◆ **EXERCISE GOAL**: Within the listing, each line that has the string "tree" should be copied.

◆ **SUPPLIED ENTRIES**:
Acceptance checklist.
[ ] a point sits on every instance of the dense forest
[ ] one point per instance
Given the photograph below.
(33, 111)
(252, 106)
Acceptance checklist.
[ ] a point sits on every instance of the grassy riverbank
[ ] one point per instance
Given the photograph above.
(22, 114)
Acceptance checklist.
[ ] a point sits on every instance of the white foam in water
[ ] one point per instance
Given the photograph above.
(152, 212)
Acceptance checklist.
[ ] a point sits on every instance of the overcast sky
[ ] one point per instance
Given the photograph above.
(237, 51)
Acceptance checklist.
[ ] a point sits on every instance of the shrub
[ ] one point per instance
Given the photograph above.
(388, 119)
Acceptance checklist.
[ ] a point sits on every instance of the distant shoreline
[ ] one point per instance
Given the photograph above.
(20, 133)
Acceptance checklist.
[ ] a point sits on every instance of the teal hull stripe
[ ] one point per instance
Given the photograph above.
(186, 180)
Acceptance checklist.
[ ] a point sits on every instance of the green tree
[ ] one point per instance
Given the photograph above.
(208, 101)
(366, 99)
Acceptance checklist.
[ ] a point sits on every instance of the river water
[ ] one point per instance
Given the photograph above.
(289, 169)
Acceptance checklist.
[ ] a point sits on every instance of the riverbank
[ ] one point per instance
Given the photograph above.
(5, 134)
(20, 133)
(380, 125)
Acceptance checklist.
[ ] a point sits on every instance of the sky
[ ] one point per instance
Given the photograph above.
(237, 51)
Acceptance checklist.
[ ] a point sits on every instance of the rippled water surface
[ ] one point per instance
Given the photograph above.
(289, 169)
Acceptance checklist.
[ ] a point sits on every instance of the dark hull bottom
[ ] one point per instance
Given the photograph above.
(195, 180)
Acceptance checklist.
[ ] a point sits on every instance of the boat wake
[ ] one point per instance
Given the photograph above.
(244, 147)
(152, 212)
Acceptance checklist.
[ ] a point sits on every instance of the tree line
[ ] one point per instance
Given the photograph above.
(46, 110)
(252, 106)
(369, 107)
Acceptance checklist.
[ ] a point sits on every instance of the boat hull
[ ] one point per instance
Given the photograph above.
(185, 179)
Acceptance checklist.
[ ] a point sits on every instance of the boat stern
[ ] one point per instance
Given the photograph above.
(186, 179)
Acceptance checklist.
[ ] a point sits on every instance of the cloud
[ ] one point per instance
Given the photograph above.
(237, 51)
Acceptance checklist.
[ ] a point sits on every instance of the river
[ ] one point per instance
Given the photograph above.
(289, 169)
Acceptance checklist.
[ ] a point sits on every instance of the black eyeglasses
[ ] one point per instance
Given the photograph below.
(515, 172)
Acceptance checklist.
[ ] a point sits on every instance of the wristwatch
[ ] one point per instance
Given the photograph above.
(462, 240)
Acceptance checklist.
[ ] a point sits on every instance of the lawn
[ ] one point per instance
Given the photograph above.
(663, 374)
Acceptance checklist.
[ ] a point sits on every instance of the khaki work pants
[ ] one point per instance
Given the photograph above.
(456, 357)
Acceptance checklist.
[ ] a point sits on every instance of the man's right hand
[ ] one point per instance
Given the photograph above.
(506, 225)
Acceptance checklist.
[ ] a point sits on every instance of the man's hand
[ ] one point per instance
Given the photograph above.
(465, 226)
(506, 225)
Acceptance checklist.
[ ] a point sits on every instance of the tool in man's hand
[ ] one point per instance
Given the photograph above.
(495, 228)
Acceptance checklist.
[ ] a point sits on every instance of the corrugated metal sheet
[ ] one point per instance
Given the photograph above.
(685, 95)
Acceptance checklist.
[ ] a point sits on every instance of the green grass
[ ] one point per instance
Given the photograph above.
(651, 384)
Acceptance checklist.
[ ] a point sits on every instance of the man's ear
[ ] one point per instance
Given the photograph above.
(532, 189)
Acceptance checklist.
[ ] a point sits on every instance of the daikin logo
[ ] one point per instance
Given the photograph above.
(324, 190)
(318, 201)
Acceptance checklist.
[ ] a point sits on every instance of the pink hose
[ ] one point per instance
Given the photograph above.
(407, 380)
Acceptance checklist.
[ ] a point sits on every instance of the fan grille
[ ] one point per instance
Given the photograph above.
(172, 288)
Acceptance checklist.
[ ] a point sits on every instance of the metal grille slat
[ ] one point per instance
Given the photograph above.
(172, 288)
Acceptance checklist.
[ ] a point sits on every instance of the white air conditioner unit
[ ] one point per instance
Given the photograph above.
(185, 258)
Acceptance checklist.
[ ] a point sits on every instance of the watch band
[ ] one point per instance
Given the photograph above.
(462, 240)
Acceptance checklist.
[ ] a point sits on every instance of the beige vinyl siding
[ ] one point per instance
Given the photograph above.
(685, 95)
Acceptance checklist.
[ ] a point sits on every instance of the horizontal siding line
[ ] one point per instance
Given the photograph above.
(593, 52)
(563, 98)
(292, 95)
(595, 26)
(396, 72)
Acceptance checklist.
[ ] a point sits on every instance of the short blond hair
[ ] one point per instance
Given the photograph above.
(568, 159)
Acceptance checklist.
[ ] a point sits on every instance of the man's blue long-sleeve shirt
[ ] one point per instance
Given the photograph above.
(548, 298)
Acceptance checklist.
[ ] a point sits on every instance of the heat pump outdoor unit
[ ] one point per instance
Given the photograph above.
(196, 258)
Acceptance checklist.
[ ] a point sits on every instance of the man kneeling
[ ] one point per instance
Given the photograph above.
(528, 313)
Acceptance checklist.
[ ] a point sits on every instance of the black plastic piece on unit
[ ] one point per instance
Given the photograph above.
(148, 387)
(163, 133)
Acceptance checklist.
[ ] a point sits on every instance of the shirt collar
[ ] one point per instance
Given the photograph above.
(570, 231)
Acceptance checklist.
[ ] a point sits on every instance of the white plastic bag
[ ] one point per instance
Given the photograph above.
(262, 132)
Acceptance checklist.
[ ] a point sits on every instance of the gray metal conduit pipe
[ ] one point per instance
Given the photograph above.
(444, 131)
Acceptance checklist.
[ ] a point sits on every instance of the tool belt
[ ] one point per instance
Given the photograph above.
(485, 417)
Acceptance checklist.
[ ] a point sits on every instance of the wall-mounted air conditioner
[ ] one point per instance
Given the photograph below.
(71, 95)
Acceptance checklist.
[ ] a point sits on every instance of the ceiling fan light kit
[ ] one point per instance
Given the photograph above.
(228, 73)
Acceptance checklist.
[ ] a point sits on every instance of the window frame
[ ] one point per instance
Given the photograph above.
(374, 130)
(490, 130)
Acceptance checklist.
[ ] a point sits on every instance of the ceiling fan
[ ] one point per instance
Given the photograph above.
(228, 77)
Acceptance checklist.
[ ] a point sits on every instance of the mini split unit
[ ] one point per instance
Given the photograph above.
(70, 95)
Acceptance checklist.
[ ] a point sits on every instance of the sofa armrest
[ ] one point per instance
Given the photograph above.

◆ **YOUR SOLUTION**:
[ ] a point sits on every instance of the green tree
[ ] a point sits on every instance of the tree line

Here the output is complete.